- Provided passage:
POST-MENOPAUSAL CONFIDENCE. Gerontologist, feminist scholar and author Peg Cruikshank is a lecturer in women's studies and faculty associate of the Center on Aging at the University of Maine. Her new book is Learning to be Old: Gender, Culture and Aging (Rowman & Littlefield, $22.95).
Cruikshank sheds light on a particular bias inherent in studying this country's burgeoning aging population and asks why unlike gender, race and sexual orientation--identities that have been reinterpreted as socially constructed phenomena--aging is still seen through physically constructed lenses. Her book follows on the heels of her anthology of literature on the subject, Fierce With Reality, and her quintessential reader, The Gay and Lesbian Liberation Movement.
Cruikshank suggests inhabiting your age.
"What that means is that you're comfortable with where you are in life, that you have no urgency to get plastic surgery or even to stop doing the things that you've always done," she says.
That might mean you actually check out the activities at your neighborhood senior center. "There might be something of interest there other than just the dreaded old people," Cruikshank quips.
"To me the more interesting part of aging isn't the physical change, but everything else--the assumption of prejudice, the power of conservative politics, the social contract with the aging--which, by the way, the Bush administration is eroding."

(Data entries)
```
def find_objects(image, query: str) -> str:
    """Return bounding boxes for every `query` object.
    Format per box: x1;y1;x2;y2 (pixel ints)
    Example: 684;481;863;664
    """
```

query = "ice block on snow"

- Complete the following:
(a) In the profile of Peg Cruikshank above, what is the title of her new book?
(b) Carry the profile of Peg Cruikshank forward, starting right after its final quotation.

- Answer section:
(a) Learning to be Old: Gender, Culture and Aging

(b)
Economics comes into play as well, Cruikshank says. "The right wing agenda wants us to think the epidemic of aging is dangerous. There are rabid fears that an aging population will bankrupt our resources. But really there's another side to these fears that they fail to notice, and that's a decline in the fertility rate. That's a good thing for the population."
Cruikshank studied various cultures and how they deal with their aging citizens and found that you can't generalize.
"We're an individualistic society compared with some cultures who embrace and accept dependence," she says.
But here in the West, old people generally live by themselves. Some women even convince themselves that they're happy being alone, being the more-commonly widowed spouse.
"Maybe they've merely made a gutsy adjustment to a reality that may or may not work for them," Cruikshank wonders.
It's aging women that make up a chunk of Cruikshank's research.
"I'm worried that we're going to end up with a large, unpaid labor force consisting of middle-aged or even old women taking care of older people, especially as women live longer," she says.
For many, that means a tremendous income loss as women caregivers give up careers or delay professional moves to do something society tells them they have to do.
"I'm also really miffed at the over-drugging of women," she comments. "It's amazing. They've become a target audience for social control."
So, is "successful aging" our responsibility? And what will happen if we fail to grow old gracefully? Cruikshank tackles these questions.
"First, we have to reconstruct aging that defies the 'isms'--which means we have to dump the medical model and see aging as something other than a disease. Instead, we have to see it as part of the life force."
She suggests that old people could vote as a bloc. "Like working class or blacks or queers do," she offers. "But the hitch is that many people don't feel they're old, so they wouldn't be drawn into that political bloc.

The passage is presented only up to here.